§ **Task to carry out**
Repeat exactly, and only, the lines of the entries below from the one with "Category: cloudy sky" through the one with "Category: fallen branch", both ends included.

§ **Material provided**
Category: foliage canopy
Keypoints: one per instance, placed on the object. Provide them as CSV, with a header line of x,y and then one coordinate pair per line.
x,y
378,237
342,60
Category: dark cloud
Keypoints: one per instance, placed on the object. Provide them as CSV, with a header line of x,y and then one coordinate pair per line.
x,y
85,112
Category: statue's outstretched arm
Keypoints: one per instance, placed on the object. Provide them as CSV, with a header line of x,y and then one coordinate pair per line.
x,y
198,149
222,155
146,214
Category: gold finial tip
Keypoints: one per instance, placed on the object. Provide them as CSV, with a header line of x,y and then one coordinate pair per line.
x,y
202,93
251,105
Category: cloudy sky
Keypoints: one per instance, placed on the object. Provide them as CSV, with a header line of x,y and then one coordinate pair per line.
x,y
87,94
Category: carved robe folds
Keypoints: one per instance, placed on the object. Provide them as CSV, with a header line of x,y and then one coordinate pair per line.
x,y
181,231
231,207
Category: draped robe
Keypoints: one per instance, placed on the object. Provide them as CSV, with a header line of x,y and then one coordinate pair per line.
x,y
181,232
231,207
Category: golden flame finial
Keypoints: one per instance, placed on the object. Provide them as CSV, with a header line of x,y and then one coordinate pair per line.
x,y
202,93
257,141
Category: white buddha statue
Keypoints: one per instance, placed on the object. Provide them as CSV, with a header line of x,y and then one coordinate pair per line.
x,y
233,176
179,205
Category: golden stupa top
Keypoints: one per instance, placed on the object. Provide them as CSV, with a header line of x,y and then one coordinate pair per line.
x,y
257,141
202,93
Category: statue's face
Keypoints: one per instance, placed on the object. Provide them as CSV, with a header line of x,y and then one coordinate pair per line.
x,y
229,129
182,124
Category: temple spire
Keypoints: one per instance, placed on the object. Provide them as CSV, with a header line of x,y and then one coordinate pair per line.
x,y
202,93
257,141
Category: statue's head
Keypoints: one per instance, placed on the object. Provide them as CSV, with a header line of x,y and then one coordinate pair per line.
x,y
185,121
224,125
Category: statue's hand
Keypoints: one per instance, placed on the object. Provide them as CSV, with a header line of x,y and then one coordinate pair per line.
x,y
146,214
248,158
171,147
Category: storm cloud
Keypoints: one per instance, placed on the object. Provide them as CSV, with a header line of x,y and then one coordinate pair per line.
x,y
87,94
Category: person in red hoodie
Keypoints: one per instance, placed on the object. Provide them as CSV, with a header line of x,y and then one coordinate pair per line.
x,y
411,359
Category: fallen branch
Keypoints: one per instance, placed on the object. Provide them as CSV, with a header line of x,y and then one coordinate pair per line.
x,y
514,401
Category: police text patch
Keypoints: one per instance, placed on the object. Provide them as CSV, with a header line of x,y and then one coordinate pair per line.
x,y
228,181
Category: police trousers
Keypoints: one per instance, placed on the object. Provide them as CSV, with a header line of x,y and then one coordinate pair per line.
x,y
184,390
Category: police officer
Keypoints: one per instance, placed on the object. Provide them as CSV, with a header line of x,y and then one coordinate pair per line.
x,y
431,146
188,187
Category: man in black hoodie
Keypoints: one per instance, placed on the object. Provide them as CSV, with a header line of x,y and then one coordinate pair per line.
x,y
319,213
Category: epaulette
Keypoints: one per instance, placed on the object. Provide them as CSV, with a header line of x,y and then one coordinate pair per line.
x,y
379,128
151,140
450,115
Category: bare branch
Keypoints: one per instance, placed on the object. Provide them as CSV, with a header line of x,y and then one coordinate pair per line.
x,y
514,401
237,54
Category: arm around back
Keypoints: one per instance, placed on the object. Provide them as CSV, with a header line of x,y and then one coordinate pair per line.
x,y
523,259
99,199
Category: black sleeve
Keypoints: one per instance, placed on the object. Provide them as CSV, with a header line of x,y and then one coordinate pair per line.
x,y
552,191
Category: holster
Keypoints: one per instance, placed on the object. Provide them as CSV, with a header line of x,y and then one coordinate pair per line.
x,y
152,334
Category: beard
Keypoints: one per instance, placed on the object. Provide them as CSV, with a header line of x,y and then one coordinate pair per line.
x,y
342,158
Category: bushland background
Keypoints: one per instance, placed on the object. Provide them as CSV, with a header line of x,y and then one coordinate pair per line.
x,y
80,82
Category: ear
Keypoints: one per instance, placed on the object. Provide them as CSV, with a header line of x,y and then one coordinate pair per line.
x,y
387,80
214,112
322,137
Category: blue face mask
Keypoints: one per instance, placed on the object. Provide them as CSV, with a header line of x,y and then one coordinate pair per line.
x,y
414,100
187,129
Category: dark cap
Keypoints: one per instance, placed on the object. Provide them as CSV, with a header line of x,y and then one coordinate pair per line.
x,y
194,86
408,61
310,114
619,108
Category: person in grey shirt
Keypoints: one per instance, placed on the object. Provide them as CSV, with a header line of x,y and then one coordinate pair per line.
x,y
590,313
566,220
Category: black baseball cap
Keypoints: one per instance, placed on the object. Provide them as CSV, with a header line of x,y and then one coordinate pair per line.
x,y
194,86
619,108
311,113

§ **Solution for this exercise**
Category: cloudy sky
Keypoints: one per instance, placed on the object. Provide them as CSV, with a header line of x,y and then one coordinate pair per line.
x,y
87,94
Category: carved robe folds
Keypoints: one per instance, placed on the object. Provide them as CSV, with a header line of x,y and then one coordinate pair per line.
x,y
181,231
231,207
Category: draped robe
Keypoints: one per instance, placed on the object. Provide them as CSV, with a header line of x,y and then one coordinate pair per line.
x,y
181,232
231,207
Category: golden flame finial
Keypoints: one per instance, placed on the object. Provide them as CSV, with a header line of x,y and then one coordinate pair per line.
x,y
202,93
257,141
Category: white buddha statue
Keypoints: one per instance, placed on the object. Provide them as CSV, with a header line of x,y and then one coordinate pair per line.
x,y
233,176
179,205
Category: golden stupa top
Keypoints: one per instance, placed on the object. Provide them as CSV, with a header line of x,y and then one coordinate pair per line.
x,y
257,141
202,93
Category: statue's face
Keypoints: one per instance, placed on the object. Provide them as CSV, with a header line of x,y and then one coordinate pair per line.
x,y
229,129
182,124
Category: temple spire
Keypoints: one per instance, placed on the object. Provide them as CSV, with a header line of x,y and then one coordinate pair per line.
x,y
202,93
257,141
Category: statue's head
Keypoints: one per instance, placed on the object. Provide them as CSV, with a header line of x,y and then one coordinate pair per line.
x,y
185,121
224,125
Category: statue's hand
Keypoints: one per instance, placed on the object. Provide them as CSV, with a header line of x,y and then one coordinate pair per line.
x,y
146,214
248,158
171,147
Category: storm cloud
Keypoints: one per instance, placed on the object. Provide them as CSV, with a header line of x,y and then one coordinate pair per line.
x,y
87,94
Category: person in red hoodie
Keypoints: one per instance, placed on the object. Provide them as CSV, with a header line of x,y and then one coordinate pair per line.
x,y
411,359
Category: fallen branch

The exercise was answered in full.